**** Data lines ****
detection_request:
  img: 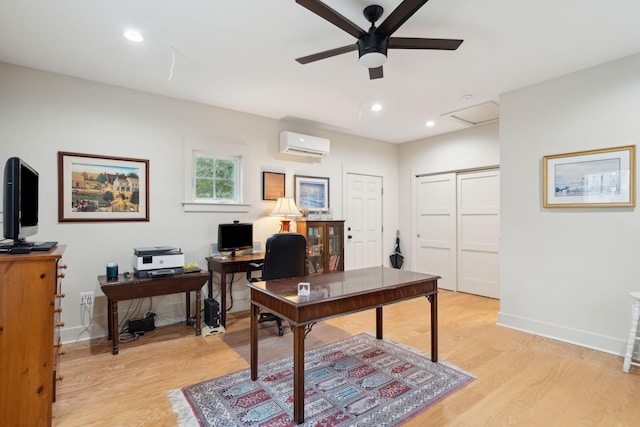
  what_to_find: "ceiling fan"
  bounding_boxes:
[296,0,463,80]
****
Task statement: Present every line of the entries above as a numbered list, omitting blank lines and leaving out the pictures.

Exercise response:
1. detection_request:
2.   img: 
3.   what_to_find: "ceiling fan"
4.   bounding_boxes:
5. [296,0,463,80]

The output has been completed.